# Verilen görev 1:
Aşağıdaki terör örgütleri ve jeopolitik konulu metnin tamamını, hiçbir harfini değiştirmeden çıktı olarak ver.

───── Okuma metni

|
Jeopolitik amaçların kullanışlı terör örgütleri: DAEŞ, PYD ve FETÖ

Kolonyalistler; Asya, Afrika ve Orta Doğu'yu fiili olarak sömürüp, coğrafyaları cetvelle çizip/bölüp, bölgeyi kendi emirlerindeki diktatör yönetimlere bırakıp çekildikten sonra bölgedeki tamamlanmamış amaçları için neokolonyal siyasetler geliştirdiler. Soğuk Savaş döneminin de eklemlendiği yeni sömürgecilik, aleni işgal siyasetini meşrulaştırmak için gladio tipi yapılanmalar ve terör örgütü finanse etmek gibi faaliyetlerden de geri durmadı.



İsrail'in, İngiltere eliyle kurulması, Körfez Savaşı, Irak'ın işgali, Afganistan'ın işgali, 'Arap Baharı'nı kışa çevirme, Mısır'daki darbeye destek verme, Suriye Savaşı'nı izleyerek DAEŞ'e zemin hazırlama, FETÖ'yü oluşturma gibi suni gelişmeler, üst paragrafta bahsettiğim kolonyalistlerin bugün acısını çektiğimiz, yarın da çekmeye devam edeceğimiz icraatları.

──────────
───── Gösterilen kayıtlar

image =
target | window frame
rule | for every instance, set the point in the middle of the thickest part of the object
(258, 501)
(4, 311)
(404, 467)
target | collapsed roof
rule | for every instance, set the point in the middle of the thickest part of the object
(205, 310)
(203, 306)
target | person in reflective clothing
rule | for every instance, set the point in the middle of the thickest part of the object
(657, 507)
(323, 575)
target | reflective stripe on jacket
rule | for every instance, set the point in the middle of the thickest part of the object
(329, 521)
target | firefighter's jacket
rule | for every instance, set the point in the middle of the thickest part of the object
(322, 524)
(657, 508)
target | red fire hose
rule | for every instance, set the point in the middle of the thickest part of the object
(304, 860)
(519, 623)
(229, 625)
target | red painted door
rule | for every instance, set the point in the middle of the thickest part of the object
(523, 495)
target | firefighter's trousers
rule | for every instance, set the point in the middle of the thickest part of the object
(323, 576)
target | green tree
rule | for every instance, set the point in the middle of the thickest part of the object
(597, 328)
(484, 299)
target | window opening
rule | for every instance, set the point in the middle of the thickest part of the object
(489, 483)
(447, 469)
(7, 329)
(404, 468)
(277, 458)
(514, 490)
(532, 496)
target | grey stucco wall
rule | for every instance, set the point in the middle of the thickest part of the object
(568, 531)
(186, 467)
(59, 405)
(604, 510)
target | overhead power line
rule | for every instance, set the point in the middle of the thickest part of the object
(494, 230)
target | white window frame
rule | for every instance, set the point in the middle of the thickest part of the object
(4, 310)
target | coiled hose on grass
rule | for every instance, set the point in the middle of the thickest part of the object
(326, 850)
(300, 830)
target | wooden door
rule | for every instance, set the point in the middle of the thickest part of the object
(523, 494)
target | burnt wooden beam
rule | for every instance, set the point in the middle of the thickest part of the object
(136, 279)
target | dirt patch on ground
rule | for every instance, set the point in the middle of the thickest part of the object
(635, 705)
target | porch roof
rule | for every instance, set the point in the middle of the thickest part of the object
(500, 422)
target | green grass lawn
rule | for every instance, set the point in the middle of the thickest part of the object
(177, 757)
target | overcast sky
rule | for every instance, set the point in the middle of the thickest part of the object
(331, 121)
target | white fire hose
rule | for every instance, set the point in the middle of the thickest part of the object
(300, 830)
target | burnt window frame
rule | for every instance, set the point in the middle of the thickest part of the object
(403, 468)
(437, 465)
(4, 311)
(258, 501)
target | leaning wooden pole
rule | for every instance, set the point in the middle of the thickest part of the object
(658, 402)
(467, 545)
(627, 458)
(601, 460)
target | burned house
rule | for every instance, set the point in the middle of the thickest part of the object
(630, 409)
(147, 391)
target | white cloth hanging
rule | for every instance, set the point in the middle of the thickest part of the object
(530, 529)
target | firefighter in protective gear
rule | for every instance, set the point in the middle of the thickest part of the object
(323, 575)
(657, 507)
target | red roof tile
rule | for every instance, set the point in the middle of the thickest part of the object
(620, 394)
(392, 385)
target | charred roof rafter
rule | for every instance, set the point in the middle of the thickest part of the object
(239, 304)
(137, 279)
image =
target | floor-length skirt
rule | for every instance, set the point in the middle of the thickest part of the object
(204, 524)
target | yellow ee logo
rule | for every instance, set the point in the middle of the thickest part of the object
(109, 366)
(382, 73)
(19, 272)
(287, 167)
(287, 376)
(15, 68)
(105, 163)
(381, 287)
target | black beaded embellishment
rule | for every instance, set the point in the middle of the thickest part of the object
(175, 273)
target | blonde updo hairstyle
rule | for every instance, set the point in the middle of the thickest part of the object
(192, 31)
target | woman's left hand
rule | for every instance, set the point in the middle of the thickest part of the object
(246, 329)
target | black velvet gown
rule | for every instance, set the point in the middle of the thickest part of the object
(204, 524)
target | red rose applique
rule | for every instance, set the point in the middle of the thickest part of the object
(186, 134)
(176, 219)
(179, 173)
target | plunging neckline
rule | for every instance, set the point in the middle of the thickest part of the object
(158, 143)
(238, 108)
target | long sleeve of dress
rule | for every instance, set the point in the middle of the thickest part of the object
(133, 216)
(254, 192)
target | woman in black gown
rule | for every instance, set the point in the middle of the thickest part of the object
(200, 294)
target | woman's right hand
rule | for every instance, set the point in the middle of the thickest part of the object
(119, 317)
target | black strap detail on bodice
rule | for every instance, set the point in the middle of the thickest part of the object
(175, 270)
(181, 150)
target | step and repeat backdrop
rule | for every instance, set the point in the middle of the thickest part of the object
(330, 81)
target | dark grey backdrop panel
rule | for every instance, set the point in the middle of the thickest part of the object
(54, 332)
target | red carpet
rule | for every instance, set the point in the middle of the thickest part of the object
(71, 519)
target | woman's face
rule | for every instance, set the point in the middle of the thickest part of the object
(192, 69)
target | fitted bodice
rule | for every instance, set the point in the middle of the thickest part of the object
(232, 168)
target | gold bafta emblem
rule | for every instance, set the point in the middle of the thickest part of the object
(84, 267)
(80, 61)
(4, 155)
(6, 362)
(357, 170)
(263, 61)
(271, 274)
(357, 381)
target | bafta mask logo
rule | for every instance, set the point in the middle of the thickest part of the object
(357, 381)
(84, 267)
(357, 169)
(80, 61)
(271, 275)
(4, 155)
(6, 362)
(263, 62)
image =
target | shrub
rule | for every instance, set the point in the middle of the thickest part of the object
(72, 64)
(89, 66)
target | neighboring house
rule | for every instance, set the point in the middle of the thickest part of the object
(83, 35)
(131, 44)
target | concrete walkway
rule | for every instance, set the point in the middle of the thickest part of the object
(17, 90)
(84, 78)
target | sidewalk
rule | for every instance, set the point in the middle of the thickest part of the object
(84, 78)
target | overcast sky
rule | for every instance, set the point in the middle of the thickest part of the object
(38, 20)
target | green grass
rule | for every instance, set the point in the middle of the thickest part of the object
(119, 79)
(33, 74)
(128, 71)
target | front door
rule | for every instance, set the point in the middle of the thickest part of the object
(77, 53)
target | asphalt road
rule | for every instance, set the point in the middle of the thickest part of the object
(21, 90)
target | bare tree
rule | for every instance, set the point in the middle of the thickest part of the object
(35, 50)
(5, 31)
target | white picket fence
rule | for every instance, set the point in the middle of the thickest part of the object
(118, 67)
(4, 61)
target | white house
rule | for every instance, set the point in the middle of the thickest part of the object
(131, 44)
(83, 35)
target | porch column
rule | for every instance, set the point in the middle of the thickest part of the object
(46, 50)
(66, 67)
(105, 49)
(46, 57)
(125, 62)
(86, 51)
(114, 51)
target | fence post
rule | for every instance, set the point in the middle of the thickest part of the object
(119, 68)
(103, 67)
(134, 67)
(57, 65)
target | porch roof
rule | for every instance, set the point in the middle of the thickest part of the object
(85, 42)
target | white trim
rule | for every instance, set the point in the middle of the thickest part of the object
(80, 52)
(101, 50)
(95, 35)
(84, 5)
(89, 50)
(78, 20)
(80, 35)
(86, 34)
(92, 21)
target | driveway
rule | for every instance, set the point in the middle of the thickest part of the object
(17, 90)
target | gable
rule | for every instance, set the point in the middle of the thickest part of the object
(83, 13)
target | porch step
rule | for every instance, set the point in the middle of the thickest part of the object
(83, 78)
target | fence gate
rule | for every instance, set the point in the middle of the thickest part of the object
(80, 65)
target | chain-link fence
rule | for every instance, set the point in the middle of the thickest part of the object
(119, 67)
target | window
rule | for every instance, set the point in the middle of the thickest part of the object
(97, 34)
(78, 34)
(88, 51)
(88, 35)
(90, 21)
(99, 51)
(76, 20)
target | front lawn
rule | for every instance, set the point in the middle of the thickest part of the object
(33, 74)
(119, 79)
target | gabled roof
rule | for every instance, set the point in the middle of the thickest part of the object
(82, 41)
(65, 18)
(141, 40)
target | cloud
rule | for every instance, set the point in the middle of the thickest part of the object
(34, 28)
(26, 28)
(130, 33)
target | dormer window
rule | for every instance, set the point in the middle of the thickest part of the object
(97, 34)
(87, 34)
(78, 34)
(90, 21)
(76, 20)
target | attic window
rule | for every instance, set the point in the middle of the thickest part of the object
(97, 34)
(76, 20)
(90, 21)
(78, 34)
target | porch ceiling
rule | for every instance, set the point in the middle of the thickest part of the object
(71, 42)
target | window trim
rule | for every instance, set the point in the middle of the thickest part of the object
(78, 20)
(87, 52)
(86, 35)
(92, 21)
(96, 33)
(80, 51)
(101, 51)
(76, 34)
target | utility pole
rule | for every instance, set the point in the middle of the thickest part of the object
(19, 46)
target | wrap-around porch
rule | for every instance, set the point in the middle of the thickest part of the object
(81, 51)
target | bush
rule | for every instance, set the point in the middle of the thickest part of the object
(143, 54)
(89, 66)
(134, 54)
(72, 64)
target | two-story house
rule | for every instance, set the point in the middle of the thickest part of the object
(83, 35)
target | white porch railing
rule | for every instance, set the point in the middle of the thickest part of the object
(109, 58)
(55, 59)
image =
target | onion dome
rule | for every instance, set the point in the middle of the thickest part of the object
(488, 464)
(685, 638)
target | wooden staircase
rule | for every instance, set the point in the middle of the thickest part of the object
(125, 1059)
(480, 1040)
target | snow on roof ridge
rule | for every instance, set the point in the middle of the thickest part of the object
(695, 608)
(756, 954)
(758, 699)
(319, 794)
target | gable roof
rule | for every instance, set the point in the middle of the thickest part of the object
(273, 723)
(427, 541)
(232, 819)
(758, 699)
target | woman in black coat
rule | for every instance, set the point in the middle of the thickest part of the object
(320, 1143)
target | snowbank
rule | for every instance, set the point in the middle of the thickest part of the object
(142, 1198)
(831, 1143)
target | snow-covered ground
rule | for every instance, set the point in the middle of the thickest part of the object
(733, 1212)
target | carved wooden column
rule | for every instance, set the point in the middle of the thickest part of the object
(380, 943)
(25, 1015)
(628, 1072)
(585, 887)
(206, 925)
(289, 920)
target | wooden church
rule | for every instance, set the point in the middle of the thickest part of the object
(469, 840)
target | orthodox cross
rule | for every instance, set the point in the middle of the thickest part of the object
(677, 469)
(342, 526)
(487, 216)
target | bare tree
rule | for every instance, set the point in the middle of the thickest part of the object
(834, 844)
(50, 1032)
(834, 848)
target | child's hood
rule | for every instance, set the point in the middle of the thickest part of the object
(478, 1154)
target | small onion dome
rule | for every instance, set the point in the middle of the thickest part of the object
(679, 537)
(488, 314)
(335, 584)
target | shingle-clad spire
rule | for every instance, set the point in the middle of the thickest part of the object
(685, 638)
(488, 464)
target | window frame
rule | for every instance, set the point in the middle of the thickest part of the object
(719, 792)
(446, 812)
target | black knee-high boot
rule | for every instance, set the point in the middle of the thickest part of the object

──────────

# Verilen görev 2:
Yukarıdaki kayıtları süz ve içinde "lawn" kelimesi geçen her satırı olduğu gibi kopyala. Büyük ve küçük harf farkı önemlidir.

# Beklenen cevap 1:
|
Jeopolitik amaçların kullanışlı terör örgütleri: DAEŞ, PYD ve FETÖ

Kolonyalistler; Asya, Afrika ve Orta Doğu'yu fiili olarak sömürüp, coğrafyaları cetvelle çizip/bölüp, bölgeyi kendi emirlerindeki diktatör yönetimlere bırakıp çekildikten sonra bölgedeki tamamlanmamış amaçları için neokolonyal siyasetler geliştirdiler. Soğuk Savaş döneminin de eklemlendiği yeni sömürgecilik, aleni işgal siyasetini meşrulaştırmak için gladio tipi yapılanmalar ve terör örgütü finanse etmek gibi faaliyetlerden de geri durmadı.



İsrail'in, İngiltere eliyle kurulması, Körfez Savaşı, Irak'ın işgali, Afganistan'ın işgali, 'Arap Baharı'nı kışa çevirme, Mısır'daki darbeye destek verme, Suriye Savaşı'nı izleyerek DAEŞ'e zemin hazırlama, FETÖ'yü oluşturma gibi suni gelişmeler, üst paragrafta bahsettiğim kolonyalistlerin bugün acısını çektiğimiz, yarın da çekmeye devam edeceğimiz icraatları.

# Beklenen cevap 2:
target | green grass lawn
target | front lawn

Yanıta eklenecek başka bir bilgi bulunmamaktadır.